O Cazaquistão está passando por momentos difíceis. Houve no
dia 2 de janeiro de 2022 protestos depois de aumento no preço do GLP, sendo o
país um significativo produtor de petróleo. Manifestações de tamanho
considerável ocorreram na região oeste de Mangistau e em Almaty. Analistas
internacionais tem mostrado insatisfação com problemas econômicos e com
determinadas medidas do governo do presidente Kassym-JomartTokayev, acusado de
atos autoritários e de repressão aos oposicionistas. É de se destacar que desde
1991 até hoje o mesmo partido governa o país.
O governo cazaque reagiu aos protestos com medidas
repressivas, tendo inclusive solicitado apoio militar ao seu aliado, o governo
russo de Vladimir Putin. Este líder russo disse que os protestos foram "um
levante terrorista apoiado por estrangeiros”. Colocou-se à disposição dos
aliados de alguns países que no passado foram repúblicas soviéticas e afirmou
em videoconferência da OTSC (Organização do Tratado de Segurança Coletiva) no
dia 10 de janeiro: “Não vamos deixar ninguém perturbar a situação em nossos lares
e não vamos permitir que se desenvolvam os cenários das chamadas revoluções
coloridas. […] Claramente, entendemos que os eventos no Cazaquistão não são os
primeiros e estão longe de ser a última tentativa de intervir nos assuntos
internos de nossos Estados”.

---

■ **Tarefas solicitadas**:
1. Responda com base no texto sobre o Cazaquistão:
(a) Em que data ocorreram os protestos após o aumento no preço do GLP?
(b) Desde que ano o mesmo partido governa o país?
(c) Em que ocasião e em que dia Putin fez a declaração citada entre aspas no fim?
2. Transcreva sem alterações a parte do texto sobre o Cazaquistão que começa em "O Cazaquistão está" e segue até "governa o país.".

■ **Material extraído**:
---

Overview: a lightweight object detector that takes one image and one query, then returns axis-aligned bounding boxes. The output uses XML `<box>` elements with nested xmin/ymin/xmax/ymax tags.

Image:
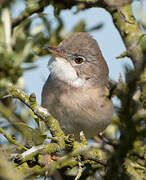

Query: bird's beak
<box><xmin>44</xmin><ymin>47</ymin><xmax>63</xmax><ymax>57</ymax></box>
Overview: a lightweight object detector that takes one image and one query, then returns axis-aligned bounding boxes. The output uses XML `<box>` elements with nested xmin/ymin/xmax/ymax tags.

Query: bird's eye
<box><xmin>74</xmin><ymin>57</ymin><xmax>85</xmax><ymax>64</ymax></box>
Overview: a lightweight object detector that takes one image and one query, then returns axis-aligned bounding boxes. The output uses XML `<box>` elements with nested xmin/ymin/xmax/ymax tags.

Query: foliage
<box><xmin>0</xmin><ymin>0</ymin><xmax>146</xmax><ymax>180</ymax></box>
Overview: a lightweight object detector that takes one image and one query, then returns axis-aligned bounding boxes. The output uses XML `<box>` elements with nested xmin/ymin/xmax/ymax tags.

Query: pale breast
<box><xmin>42</xmin><ymin>78</ymin><xmax>113</xmax><ymax>138</ymax></box>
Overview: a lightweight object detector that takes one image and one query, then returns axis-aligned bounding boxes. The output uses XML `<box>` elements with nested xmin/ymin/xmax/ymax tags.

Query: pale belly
<box><xmin>42</xmin><ymin>77</ymin><xmax>113</xmax><ymax>138</ymax></box>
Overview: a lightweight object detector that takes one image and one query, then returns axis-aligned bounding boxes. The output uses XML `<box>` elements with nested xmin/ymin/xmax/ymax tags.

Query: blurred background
<box><xmin>12</xmin><ymin>0</ymin><xmax>146</xmax><ymax>105</ymax></box>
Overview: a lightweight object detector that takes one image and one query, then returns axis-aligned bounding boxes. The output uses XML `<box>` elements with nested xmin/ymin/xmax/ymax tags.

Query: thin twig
<box><xmin>0</xmin><ymin>128</ymin><xmax>28</xmax><ymax>150</ymax></box>
<box><xmin>74</xmin><ymin>162</ymin><xmax>83</xmax><ymax>180</ymax></box>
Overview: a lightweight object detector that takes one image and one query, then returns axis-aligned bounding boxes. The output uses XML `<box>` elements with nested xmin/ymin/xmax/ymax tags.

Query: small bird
<box><xmin>42</xmin><ymin>32</ymin><xmax>113</xmax><ymax>138</ymax></box>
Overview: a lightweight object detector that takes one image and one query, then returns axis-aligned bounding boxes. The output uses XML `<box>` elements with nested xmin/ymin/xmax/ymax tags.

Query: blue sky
<box><xmin>12</xmin><ymin>1</ymin><xmax>146</xmax><ymax>103</ymax></box>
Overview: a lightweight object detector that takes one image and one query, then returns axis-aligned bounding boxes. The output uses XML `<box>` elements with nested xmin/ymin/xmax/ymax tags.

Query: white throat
<box><xmin>48</xmin><ymin>56</ymin><xmax>85</xmax><ymax>87</ymax></box>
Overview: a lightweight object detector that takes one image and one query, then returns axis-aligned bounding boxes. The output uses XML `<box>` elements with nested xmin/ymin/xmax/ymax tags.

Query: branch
<box><xmin>9</xmin><ymin>87</ymin><xmax>65</xmax><ymax>143</ymax></box>
<box><xmin>0</xmin><ymin>128</ymin><xmax>27</xmax><ymax>150</ymax></box>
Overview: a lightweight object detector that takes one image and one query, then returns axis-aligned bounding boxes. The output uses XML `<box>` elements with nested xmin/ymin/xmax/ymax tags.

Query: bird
<box><xmin>42</xmin><ymin>32</ymin><xmax>113</xmax><ymax>139</ymax></box>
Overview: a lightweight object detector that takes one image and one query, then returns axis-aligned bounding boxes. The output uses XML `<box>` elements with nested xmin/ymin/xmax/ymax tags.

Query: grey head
<box><xmin>46</xmin><ymin>32</ymin><xmax>109</xmax><ymax>88</ymax></box>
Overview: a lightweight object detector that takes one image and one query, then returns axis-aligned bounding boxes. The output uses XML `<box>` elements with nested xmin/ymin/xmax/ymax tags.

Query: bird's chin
<box><xmin>48</xmin><ymin>56</ymin><xmax>84</xmax><ymax>87</ymax></box>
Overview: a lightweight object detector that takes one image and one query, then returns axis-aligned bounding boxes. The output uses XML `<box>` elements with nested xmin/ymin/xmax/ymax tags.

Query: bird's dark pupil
<box><xmin>76</xmin><ymin>58</ymin><xmax>83</xmax><ymax>63</ymax></box>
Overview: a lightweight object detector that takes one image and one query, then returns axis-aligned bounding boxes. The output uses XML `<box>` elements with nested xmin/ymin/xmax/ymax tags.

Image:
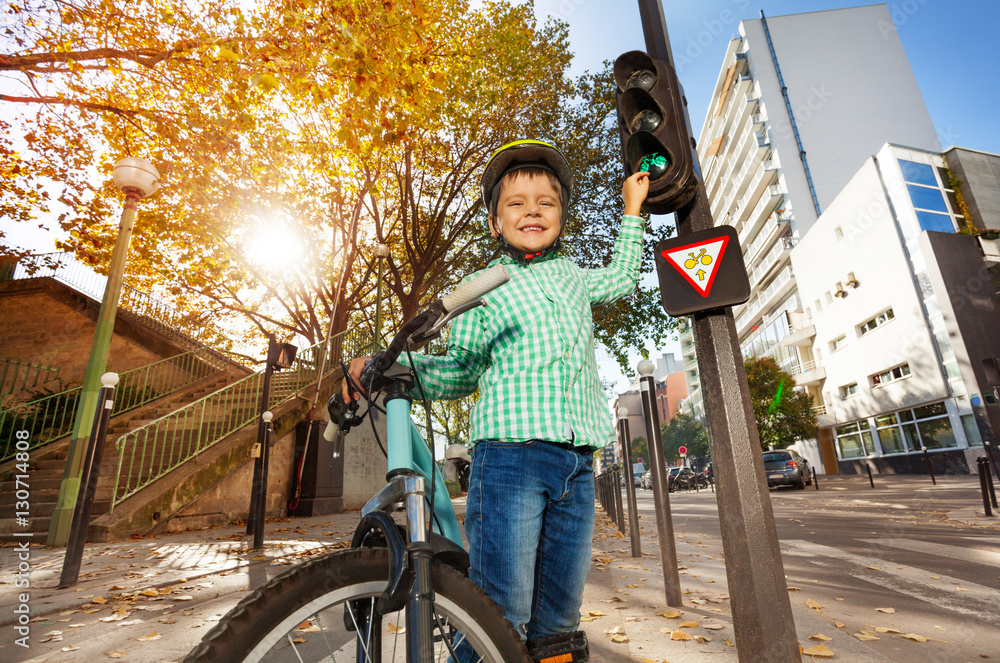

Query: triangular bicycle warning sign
<box><xmin>653</xmin><ymin>226</ymin><xmax>750</xmax><ymax>318</ymax></box>
<box><xmin>662</xmin><ymin>235</ymin><xmax>729</xmax><ymax>297</ymax></box>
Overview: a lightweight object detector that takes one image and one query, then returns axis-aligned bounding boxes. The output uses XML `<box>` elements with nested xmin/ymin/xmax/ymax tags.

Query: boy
<box><xmin>343</xmin><ymin>140</ymin><xmax>649</xmax><ymax>660</ymax></box>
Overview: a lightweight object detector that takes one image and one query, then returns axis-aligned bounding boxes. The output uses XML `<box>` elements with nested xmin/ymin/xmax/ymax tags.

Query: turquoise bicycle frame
<box><xmin>385</xmin><ymin>398</ymin><xmax>462</xmax><ymax>546</ymax></box>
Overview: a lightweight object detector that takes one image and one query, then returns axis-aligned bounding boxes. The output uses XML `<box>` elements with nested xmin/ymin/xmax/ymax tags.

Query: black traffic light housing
<box><xmin>614</xmin><ymin>51</ymin><xmax>698</xmax><ymax>214</ymax></box>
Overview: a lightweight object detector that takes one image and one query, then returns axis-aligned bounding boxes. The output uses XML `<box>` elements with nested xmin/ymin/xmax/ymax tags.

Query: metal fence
<box><xmin>0</xmin><ymin>350</ymin><xmax>217</xmax><ymax>462</ymax></box>
<box><xmin>111</xmin><ymin>329</ymin><xmax>372</xmax><ymax>511</ymax></box>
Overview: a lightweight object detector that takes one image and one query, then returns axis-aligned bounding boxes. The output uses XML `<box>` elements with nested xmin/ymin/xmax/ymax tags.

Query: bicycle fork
<box><xmin>345</xmin><ymin>470</ymin><xmax>434</xmax><ymax>663</ymax></box>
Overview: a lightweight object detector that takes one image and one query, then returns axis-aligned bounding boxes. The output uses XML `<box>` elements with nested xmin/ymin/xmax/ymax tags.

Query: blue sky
<box><xmin>535</xmin><ymin>0</ymin><xmax>1000</xmax><ymax>153</ymax></box>
<box><xmin>535</xmin><ymin>0</ymin><xmax>1000</xmax><ymax>391</ymax></box>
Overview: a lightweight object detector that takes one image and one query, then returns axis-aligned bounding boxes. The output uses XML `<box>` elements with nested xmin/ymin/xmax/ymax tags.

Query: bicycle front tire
<box><xmin>184</xmin><ymin>548</ymin><xmax>531</xmax><ymax>663</ymax></box>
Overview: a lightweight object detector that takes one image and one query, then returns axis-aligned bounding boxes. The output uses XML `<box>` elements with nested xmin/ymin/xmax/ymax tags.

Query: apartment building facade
<box><xmin>681</xmin><ymin>4</ymin><xmax>995</xmax><ymax>472</ymax></box>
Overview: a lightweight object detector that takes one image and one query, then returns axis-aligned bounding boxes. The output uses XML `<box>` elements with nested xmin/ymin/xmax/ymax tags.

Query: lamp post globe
<box><xmin>112</xmin><ymin>157</ymin><xmax>160</xmax><ymax>198</ymax></box>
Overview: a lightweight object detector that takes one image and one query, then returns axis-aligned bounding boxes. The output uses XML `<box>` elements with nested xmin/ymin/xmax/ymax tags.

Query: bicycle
<box><xmin>184</xmin><ymin>266</ymin><xmax>531</xmax><ymax>663</ymax></box>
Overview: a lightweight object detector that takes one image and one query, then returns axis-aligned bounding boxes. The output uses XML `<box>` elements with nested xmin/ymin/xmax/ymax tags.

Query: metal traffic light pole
<box><xmin>639</xmin><ymin>0</ymin><xmax>802</xmax><ymax>663</ymax></box>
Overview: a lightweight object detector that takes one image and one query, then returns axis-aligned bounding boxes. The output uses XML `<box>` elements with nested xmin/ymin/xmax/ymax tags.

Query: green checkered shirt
<box><xmin>402</xmin><ymin>216</ymin><xmax>643</xmax><ymax>447</ymax></box>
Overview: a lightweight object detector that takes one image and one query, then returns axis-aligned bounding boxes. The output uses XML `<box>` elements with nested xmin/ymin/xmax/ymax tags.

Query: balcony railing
<box><xmin>791</xmin><ymin>360</ymin><xmax>820</xmax><ymax>375</ymax></box>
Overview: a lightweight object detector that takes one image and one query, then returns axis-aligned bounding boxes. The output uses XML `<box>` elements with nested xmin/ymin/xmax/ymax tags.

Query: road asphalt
<box><xmin>0</xmin><ymin>477</ymin><xmax>1000</xmax><ymax>663</ymax></box>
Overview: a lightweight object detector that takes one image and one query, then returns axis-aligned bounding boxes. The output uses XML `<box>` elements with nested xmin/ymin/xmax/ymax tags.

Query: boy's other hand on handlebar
<box><xmin>340</xmin><ymin>357</ymin><xmax>371</xmax><ymax>403</ymax></box>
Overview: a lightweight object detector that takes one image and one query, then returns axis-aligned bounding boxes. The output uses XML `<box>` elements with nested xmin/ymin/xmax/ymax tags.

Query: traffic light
<box><xmin>614</xmin><ymin>51</ymin><xmax>698</xmax><ymax>214</ymax></box>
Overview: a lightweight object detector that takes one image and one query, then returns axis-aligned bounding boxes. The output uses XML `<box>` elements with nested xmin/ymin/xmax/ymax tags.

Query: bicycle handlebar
<box><xmin>441</xmin><ymin>265</ymin><xmax>510</xmax><ymax>313</ymax></box>
<box><xmin>323</xmin><ymin>265</ymin><xmax>510</xmax><ymax>442</ymax></box>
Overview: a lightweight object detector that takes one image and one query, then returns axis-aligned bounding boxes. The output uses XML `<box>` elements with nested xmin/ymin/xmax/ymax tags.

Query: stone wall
<box><xmin>0</xmin><ymin>279</ymin><xmax>189</xmax><ymax>385</ymax></box>
<box><xmin>344</xmin><ymin>404</ymin><xmax>388</xmax><ymax>511</ymax></box>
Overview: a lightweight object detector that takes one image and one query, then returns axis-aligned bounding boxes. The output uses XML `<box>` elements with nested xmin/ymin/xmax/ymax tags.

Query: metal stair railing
<box><xmin>9</xmin><ymin>252</ymin><xmax>240</xmax><ymax>360</ymax></box>
<box><xmin>0</xmin><ymin>349</ymin><xmax>218</xmax><ymax>462</ymax></box>
<box><xmin>109</xmin><ymin>329</ymin><xmax>372</xmax><ymax>513</ymax></box>
<box><xmin>0</xmin><ymin>358</ymin><xmax>59</xmax><ymax>403</ymax></box>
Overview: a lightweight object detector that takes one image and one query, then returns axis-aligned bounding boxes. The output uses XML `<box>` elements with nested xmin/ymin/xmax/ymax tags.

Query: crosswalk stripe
<box><xmin>781</xmin><ymin>539</ymin><xmax>1000</xmax><ymax>626</ymax></box>
<box><xmin>862</xmin><ymin>538</ymin><xmax>1000</xmax><ymax>566</ymax></box>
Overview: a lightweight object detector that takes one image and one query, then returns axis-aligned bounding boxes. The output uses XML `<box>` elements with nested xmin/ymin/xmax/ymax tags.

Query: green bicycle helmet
<box><xmin>480</xmin><ymin>140</ymin><xmax>573</xmax><ymax>263</ymax></box>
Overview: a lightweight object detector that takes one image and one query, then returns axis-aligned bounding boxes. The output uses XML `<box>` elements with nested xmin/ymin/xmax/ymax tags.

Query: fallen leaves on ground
<box><xmin>802</xmin><ymin>643</ymin><xmax>834</xmax><ymax>658</ymax></box>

---

■ **Respostas às tarefas**:
1.
(a) No dia 2 de janeiro de 2022.
(b) Desde 1991.
(c) Em uma videoconferência da OTSC (Organização do Tratado de Segurança Coletiva), no dia 10 de janeiro.

2.
O Cazaquistão está passando por momentos difíceis. Houve no
dia 2 de janeiro de 2022 protestos depois de aumento no preço do GLP, sendo o
país um significativo produtor de petróleo. Manifestações de tamanho
considerável ocorreram na região oeste de Mangistau e em Almaty. Analistas
internacionais tem mostrado insatisfação com problemas econômicos e com
determinadas medidas do governo do presidente Kassym-JomartTokayev, acusado de
atos autoritários e de repressão aos oposicionistas. É de se destacar que desde
1991 até hoje o mesmo partido governa o país.